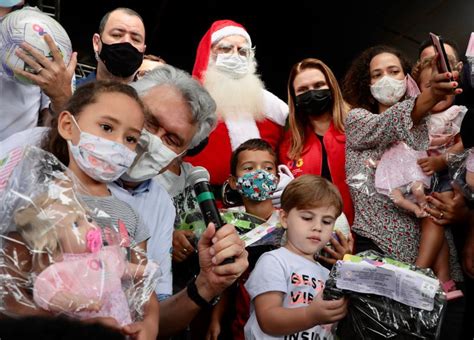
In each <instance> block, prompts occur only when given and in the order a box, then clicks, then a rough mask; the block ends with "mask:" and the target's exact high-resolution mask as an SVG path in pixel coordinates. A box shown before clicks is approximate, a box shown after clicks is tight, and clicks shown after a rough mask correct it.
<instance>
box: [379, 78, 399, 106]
mask: <svg viewBox="0 0 474 340" xmlns="http://www.w3.org/2000/svg"><path fill="white" fill-rule="evenodd" d="M406 90H407V82H406V78H405V79H403V80H398V79H395V78H392V77H390V76H383V77H382V79H379V80H377V82H376V83H375V84H373V85H371V86H370V93H372V96H374V98H375V99H376V100H377V101H378V102H379V103H380V104H383V105H387V106H392V105H393V104H396V103H398V101H399V100H400V98H402V97H403V95H404V94H405V92H406Z"/></svg>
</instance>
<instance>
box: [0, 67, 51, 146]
mask: <svg viewBox="0 0 474 340" xmlns="http://www.w3.org/2000/svg"><path fill="white" fill-rule="evenodd" d="M2 72H3V71H1V70H0V103H1V105H0V141H2V140H4V139H6V138H8V137H9V136H11V135H13V134H14V133H17V132H20V131H23V130H26V129H30V128H33V127H35V126H36V125H37V124H38V116H39V112H40V111H41V110H43V109H45V108H47V107H48V106H49V102H50V100H49V98H48V97H47V96H46V95H45V94H44V93H43V92H42V91H41V89H40V87H39V86H36V85H25V84H22V83H20V82H18V81H15V80H12V79H9V78H6V76H5V75H2Z"/></svg>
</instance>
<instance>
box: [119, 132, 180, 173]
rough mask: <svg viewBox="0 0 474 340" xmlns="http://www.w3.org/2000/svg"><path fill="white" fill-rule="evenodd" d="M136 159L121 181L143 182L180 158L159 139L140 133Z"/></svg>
mask: <svg viewBox="0 0 474 340" xmlns="http://www.w3.org/2000/svg"><path fill="white" fill-rule="evenodd" d="M137 152H138V155H139V156H138V157H137V159H136V160H135V163H133V165H132V166H131V167H130V169H128V171H127V172H126V173H124V174H123V176H122V179H123V180H125V181H129V182H143V181H146V180H147V179H150V178H153V177H155V176H156V175H159V174H160V173H161V172H163V170H164V169H165V168H166V167H167V166H168V165H170V163H171V162H172V161H173V160H175V159H176V158H178V157H179V156H181V155H182V154H183V153H184V151H183V152H182V153H180V154H177V153H175V152H174V151H173V150H171V149H170V148H168V147H167V146H166V145H164V144H163V141H162V140H161V138H160V137H157V136H155V135H154V134H152V133H150V132H148V131H147V130H145V129H144V130H143V131H142V136H141V137H140V140H139V142H138V146H137Z"/></svg>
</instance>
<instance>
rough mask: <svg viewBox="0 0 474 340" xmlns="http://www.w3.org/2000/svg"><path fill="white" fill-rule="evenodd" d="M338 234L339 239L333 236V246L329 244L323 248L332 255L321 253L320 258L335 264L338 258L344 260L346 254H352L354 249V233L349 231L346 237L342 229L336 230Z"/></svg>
mask: <svg viewBox="0 0 474 340" xmlns="http://www.w3.org/2000/svg"><path fill="white" fill-rule="evenodd" d="M336 235H337V237H338V239H339V241H338V239H337V238H335V237H331V239H330V240H329V242H331V245H332V248H329V247H327V246H325V247H324V248H323V251H324V252H325V253H326V254H328V255H329V256H330V257H327V256H322V255H320V256H319V257H318V260H322V261H324V262H326V263H328V264H331V265H333V264H334V263H336V261H337V260H342V258H343V257H344V255H346V254H352V251H353V249H354V239H353V238H352V235H351V234H350V233H349V235H347V237H346V236H344V234H343V233H342V231H340V230H336Z"/></svg>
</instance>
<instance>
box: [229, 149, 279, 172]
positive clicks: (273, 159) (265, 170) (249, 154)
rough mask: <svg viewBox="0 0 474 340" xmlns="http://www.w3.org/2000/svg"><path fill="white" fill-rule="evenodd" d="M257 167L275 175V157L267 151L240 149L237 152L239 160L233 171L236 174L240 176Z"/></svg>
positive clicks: (248, 171)
mask: <svg viewBox="0 0 474 340" xmlns="http://www.w3.org/2000/svg"><path fill="white" fill-rule="evenodd" d="M257 169H261V170H265V171H267V172H269V173H271V174H274V175H276V165H275V157H273V156H272V155H271V154H270V153H269V152H268V151H262V150H245V151H242V152H241V153H240V154H239V160H238V162H237V169H236V171H235V174H236V176H237V177H241V176H243V175H245V174H246V173H248V172H251V171H255V170H257Z"/></svg>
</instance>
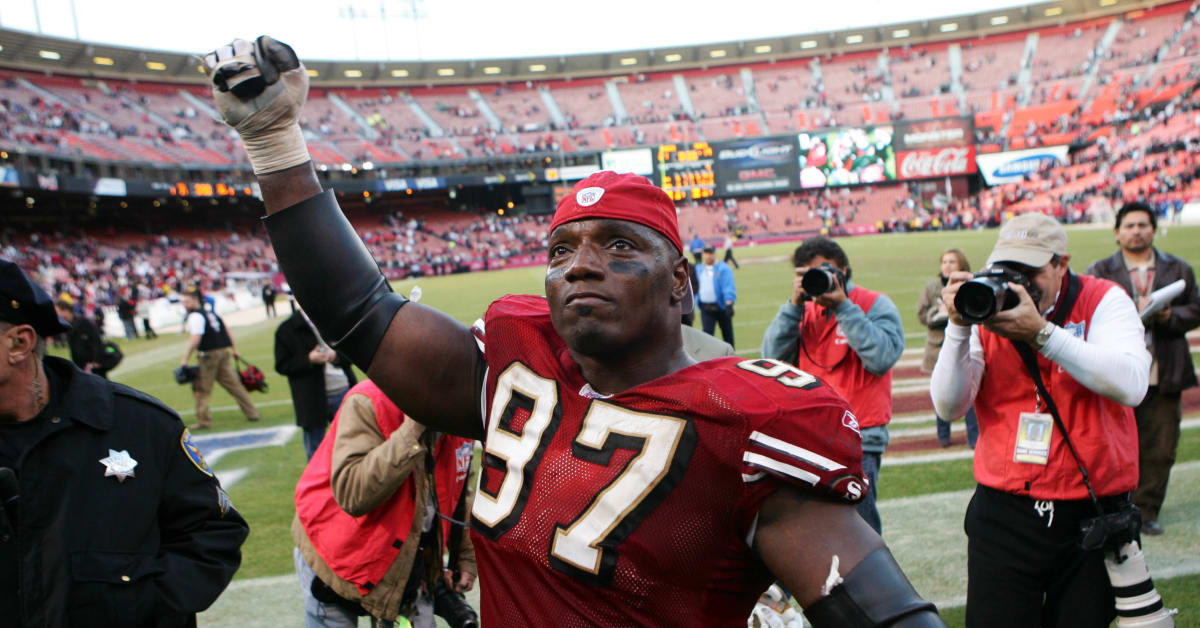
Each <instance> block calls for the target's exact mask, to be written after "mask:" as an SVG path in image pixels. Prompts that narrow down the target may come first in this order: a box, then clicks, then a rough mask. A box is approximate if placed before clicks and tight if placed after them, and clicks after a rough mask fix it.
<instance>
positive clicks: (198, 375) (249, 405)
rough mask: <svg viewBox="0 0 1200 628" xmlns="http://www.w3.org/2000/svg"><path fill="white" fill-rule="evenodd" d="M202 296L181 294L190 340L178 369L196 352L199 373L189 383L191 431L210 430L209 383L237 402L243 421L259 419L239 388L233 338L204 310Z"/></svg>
mask: <svg viewBox="0 0 1200 628" xmlns="http://www.w3.org/2000/svg"><path fill="white" fill-rule="evenodd" d="M204 297H205V295H204V293H202V292H200V291H199V289H193V291H192V292H188V293H186V294H184V307H185V309H187V318H186V319H185V321H184V329H185V330H187V333H188V334H191V336H192V339H191V341H190V342H188V345H187V352H186V353H184V359H181V360H179V364H180V366H187V361H188V360H190V359H191V358H192V353H196V352H197V351H198V352H199V363H200V372H199V373H198V375H197V377H196V381H194V382H192V393H193V395H194V396H196V424H194V425H192V426H191V427H192V429H193V430H208V429H209V427H212V413H211V412H210V411H209V397H211V396H212V383H214V382H217V383H220V384H221V387H222V388H224V389H226V391H228V393H229V395H232V396H233V399H234V400H235V401H236V402H238V407H239V408H241V413H242V414H245V415H246V420H248V421H257V420H258V408H256V407H254V402H253V401H251V400H250V393H247V391H246V387H244V385H241V378H240V377H239V376H238V370H236V369H235V367H234V364H233V363H234V360H235V359H236V358H238V349H236V348H234V345H233V335H232V334H230V333H229V328H228V327H226V324H224V321H222V319H221V317H220V316H217V313H216V312H215V311H212V310H211V309H209V307H205V303H206V301H205V299H204Z"/></svg>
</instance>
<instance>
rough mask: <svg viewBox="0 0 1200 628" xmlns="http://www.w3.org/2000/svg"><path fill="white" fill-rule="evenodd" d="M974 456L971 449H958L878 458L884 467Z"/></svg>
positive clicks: (911, 464)
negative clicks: (911, 454) (960, 449)
mask: <svg viewBox="0 0 1200 628" xmlns="http://www.w3.org/2000/svg"><path fill="white" fill-rule="evenodd" d="M971 457H974V450H973V449H966V450H959V451H937V453H934V454H919V455H912V456H888V455H887V454H884V455H883V457H882V459H881V460H880V465H881V466H884V467H902V466H905V465H924V463H926V462H944V461H947V460H967V459H971Z"/></svg>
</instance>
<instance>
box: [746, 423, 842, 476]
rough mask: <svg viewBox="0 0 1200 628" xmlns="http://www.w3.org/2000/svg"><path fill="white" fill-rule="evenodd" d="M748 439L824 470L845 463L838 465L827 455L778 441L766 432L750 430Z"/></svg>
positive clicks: (833, 467)
mask: <svg viewBox="0 0 1200 628" xmlns="http://www.w3.org/2000/svg"><path fill="white" fill-rule="evenodd" d="M750 441H752V442H756V443H758V444H761V445H763V447H766V448H767V449H774V450H775V451H779V453H780V454H784V455H786V456H791V457H794V459H797V460H803V461H804V462H808V463H810V465H812V466H815V467H821V468H823V469H824V471H838V469H839V468H846V465H839V463H838V462H834V461H833V460H829V459H828V457H826V456H823V455H821V454H817V453H815V451H809V450H808V449H804V448H803V447H797V445H794V444H792V443H788V442H786V441H780V439H779V438H775V437H774V436H767V435H766V433H762V432H758V431H755V432H750Z"/></svg>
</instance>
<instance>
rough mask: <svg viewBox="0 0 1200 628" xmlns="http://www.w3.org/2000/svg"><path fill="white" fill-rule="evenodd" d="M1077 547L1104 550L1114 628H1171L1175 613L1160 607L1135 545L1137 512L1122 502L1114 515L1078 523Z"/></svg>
mask: <svg viewBox="0 0 1200 628" xmlns="http://www.w3.org/2000/svg"><path fill="white" fill-rule="evenodd" d="M1079 527H1080V533H1081V536H1080V539H1079V546H1080V548H1082V549H1084V550H1087V551H1092V550H1104V569H1105V572H1108V575H1109V582H1110V584H1111V585H1112V596H1114V597H1115V598H1116V608H1117V628H1174V626H1175V617H1174V615H1175V614H1176V611H1175V610H1171V609H1166V608H1164V605H1163V598H1162V596H1159V594H1158V590H1156V588H1154V581H1153V580H1151V578H1150V569H1148V568H1147V567H1146V556H1145V555H1144V554H1142V552H1141V545H1140V544H1139V543H1138V532H1139V531H1140V530H1141V512H1140V510H1138V507H1135V506H1134V504H1133V503H1126V504H1123V506H1122V507H1121V509H1120V510H1117V512H1116V513H1105V514H1103V515H1099V516H1093V518H1091V519H1085V520H1084V521H1080V524H1079Z"/></svg>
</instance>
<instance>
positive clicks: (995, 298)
mask: <svg viewBox="0 0 1200 628" xmlns="http://www.w3.org/2000/svg"><path fill="white" fill-rule="evenodd" d="M1009 283H1018V285H1020V286H1024V287H1025V291H1026V292H1028V293H1030V298H1031V299H1033V303H1038V301H1039V300H1040V299H1042V292H1040V291H1039V289H1038V288H1037V286H1034V285H1033V282H1032V281H1030V277H1028V275H1026V274H1024V273H1021V271H1019V270H1016V269H1013V268H1009V267H1006V265H1003V264H992V265H990V267H988V268H985V269H983V270H980V271H979V273H976V275H974V277H973V279H972V280H970V281H967V282H965V283H962V286H960V287H959V292H958V294H955V295H954V309H955V310H958V311H959V316H961V317H962V319H964V321H965V322H967V323H968V324H980V323H985V322H988V321H989V319H990V318H991V317H994V316H996V315H997V313H998V312H1002V311H1004V310H1012V309H1013V307H1016V304H1018V303H1020V300H1021V299H1020V297H1018V294H1016V293H1015V292H1013V291H1010V289H1008V285H1009Z"/></svg>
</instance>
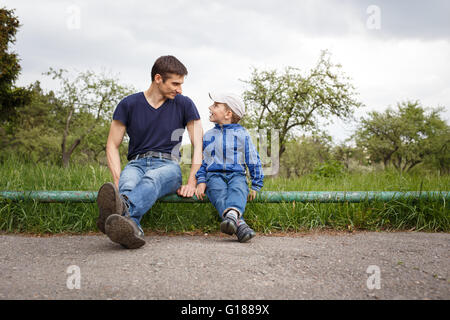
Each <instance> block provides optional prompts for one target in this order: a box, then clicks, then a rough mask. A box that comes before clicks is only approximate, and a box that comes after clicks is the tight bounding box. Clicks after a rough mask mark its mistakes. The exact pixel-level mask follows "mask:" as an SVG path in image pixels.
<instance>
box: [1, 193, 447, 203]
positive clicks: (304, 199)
mask: <svg viewBox="0 0 450 320" xmlns="http://www.w3.org/2000/svg"><path fill="white" fill-rule="evenodd" d="M1 199H9V200H12V201H21V200H35V201H38V202H95V201H96V199H97V192H96V191H0V200H1ZM412 199H421V200H432V201H448V200H450V191H423V192H419V191H409V192H400V191H347V192H346V191H262V192H260V193H258V195H257V196H256V199H255V201H254V202H262V203H283V202H320V203H338V202H366V201H382V202H388V201H392V200H412ZM158 201H159V202H164V203H190V202H204V203H205V202H209V200H208V199H207V198H205V199H204V200H199V199H197V197H195V196H194V197H192V198H183V197H179V196H178V195H176V194H172V195H168V196H165V197H163V198H161V199H159V200H158Z"/></svg>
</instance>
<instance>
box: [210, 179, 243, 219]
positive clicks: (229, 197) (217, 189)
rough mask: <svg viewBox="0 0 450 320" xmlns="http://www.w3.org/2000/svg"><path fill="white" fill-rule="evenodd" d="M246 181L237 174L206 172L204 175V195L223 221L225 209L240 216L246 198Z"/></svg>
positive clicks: (241, 215)
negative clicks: (204, 189) (211, 204)
mask: <svg viewBox="0 0 450 320" xmlns="http://www.w3.org/2000/svg"><path fill="white" fill-rule="evenodd" d="M248 192H249V191H248V185H247V179H246V177H245V175H244V174H242V173H237V172H208V173H207V174H206V195H207V196H208V198H209V201H211V203H212V204H213V205H214V207H215V208H216V209H217V211H218V212H219V215H220V218H221V219H223V213H224V211H226V209H230V208H233V209H236V210H238V211H239V212H240V213H241V220H243V218H242V216H243V214H244V211H245V205H246V204H247V196H248Z"/></svg>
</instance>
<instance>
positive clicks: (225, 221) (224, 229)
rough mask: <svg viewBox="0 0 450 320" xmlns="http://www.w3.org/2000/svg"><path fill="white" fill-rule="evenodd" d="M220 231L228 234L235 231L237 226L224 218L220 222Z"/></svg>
mask: <svg viewBox="0 0 450 320" xmlns="http://www.w3.org/2000/svg"><path fill="white" fill-rule="evenodd" d="M220 231H222V232H223V233H226V234H229V235H230V236H231V235H233V234H235V233H236V231H237V227H236V225H235V224H234V223H232V222H231V221H228V220H225V221H222V223H221V224H220Z"/></svg>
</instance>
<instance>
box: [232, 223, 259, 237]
mask: <svg viewBox="0 0 450 320" xmlns="http://www.w3.org/2000/svg"><path fill="white" fill-rule="evenodd" d="M236 235H237V237H238V240H239V242H247V241H248V240H250V239H251V238H253V237H254V236H256V232H255V231H253V230H252V229H251V228H250V227H249V226H248V224H246V223H245V222H241V223H240V224H239V226H238V227H237V231H236Z"/></svg>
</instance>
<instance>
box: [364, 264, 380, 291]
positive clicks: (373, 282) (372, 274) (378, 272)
mask: <svg viewBox="0 0 450 320" xmlns="http://www.w3.org/2000/svg"><path fill="white" fill-rule="evenodd" d="M366 273H369V274H370V276H369V278H368V279H367V282H366V284H367V289H369V290H373V289H377V290H379V289H381V270H380V267H379V266H375V265H371V266H369V267H367V270H366Z"/></svg>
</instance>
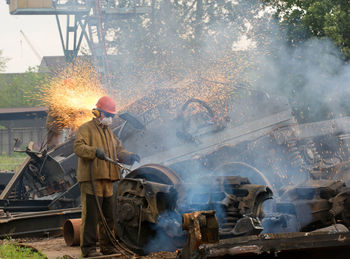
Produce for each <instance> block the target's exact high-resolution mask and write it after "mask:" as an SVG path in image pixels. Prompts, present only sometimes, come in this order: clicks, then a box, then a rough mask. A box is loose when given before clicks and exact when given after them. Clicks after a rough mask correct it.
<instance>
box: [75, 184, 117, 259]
mask: <svg viewBox="0 0 350 259" xmlns="http://www.w3.org/2000/svg"><path fill="white" fill-rule="evenodd" d="M95 187H96V193H97V196H98V200H99V202H100V205H101V209H102V212H103V215H104V217H105V219H106V222H107V225H108V227H109V228H110V229H111V231H112V233H114V231H113V230H114V221H113V207H114V206H113V182H112V181H109V180H97V181H95ZM80 194H81V205H82V215H81V229H80V247H81V251H82V255H83V256H86V255H87V254H88V253H89V252H90V251H92V250H94V251H96V242H97V226H98V233H99V242H100V249H101V251H103V250H108V249H111V248H112V247H113V245H112V243H111V241H110V239H109V238H108V235H107V232H106V230H105V228H104V226H103V224H102V221H101V217H100V214H99V212H98V208H97V205H96V200H95V196H94V194H93V191H92V185H91V182H82V183H80Z"/></svg>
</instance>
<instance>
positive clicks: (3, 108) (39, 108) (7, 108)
mask: <svg viewBox="0 0 350 259" xmlns="http://www.w3.org/2000/svg"><path fill="white" fill-rule="evenodd" d="M48 110H49V108H48V107H43V106H39V107H18V108H0V114H9V113H24V112H47V111H48Z"/></svg>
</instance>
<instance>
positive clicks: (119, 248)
mask: <svg viewBox="0 0 350 259" xmlns="http://www.w3.org/2000/svg"><path fill="white" fill-rule="evenodd" d="M90 179H91V185H92V191H93V193H94V196H95V201H96V206H97V211H98V213H99V214H100V217H101V221H102V224H103V227H104V228H105V230H106V233H107V236H108V239H109V240H110V241H111V243H112V244H113V246H114V247H115V248H116V249H117V250H118V251H120V252H121V253H122V254H123V255H125V256H131V255H132V256H133V255H135V254H134V253H133V252H132V251H130V250H129V249H128V248H126V247H123V245H122V244H120V242H119V241H118V240H117V239H116V238H115V237H114V235H113V233H112V230H111V229H110V228H109V227H108V224H107V221H106V218H105V217H104V215H103V211H102V209H101V205H100V202H99V200H98V197H97V193H96V187H95V179H94V177H93V174H92V162H91V164H90Z"/></svg>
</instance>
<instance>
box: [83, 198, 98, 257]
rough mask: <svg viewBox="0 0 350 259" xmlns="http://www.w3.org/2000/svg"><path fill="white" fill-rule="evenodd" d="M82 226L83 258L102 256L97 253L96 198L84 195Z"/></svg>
mask: <svg viewBox="0 0 350 259" xmlns="http://www.w3.org/2000/svg"><path fill="white" fill-rule="evenodd" d="M81 198H82V207H83V208H82V224H81V229H80V230H81V233H80V235H81V236H80V238H81V240H80V247H81V252H82V256H83V257H93V256H99V255H102V254H101V253H99V252H97V251H96V242H97V222H98V216H97V208H96V201H95V196H94V195H90V194H82V197H81Z"/></svg>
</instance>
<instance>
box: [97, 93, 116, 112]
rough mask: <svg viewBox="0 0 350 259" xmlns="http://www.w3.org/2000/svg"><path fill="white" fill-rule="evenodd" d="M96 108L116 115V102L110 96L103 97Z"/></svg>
═══
**What you are asked to do**
Show all lines in the records above that hold "correct".

**Solution for this problem**
In each <instance> block, prompts occur only when given and in the order a box, then clicks, then a rough mask; the block ends with "mask:" and the target's exact high-resolution mask as an SVG path in pixel coordinates. A box shown before clicks is approximate, a box shown after clicks is tight, and clicks shown after a rough mask correct it.
Produce for each <instance> block the target's exact high-resolution mask and write it after "mask:" as an SVG path in image pixels. Prompts, present only sometimes, come in this order: clicks, then a box, then a rough mask. A box is loose when given before clicks and exact when given after them. Clicks after a rough mask correct it.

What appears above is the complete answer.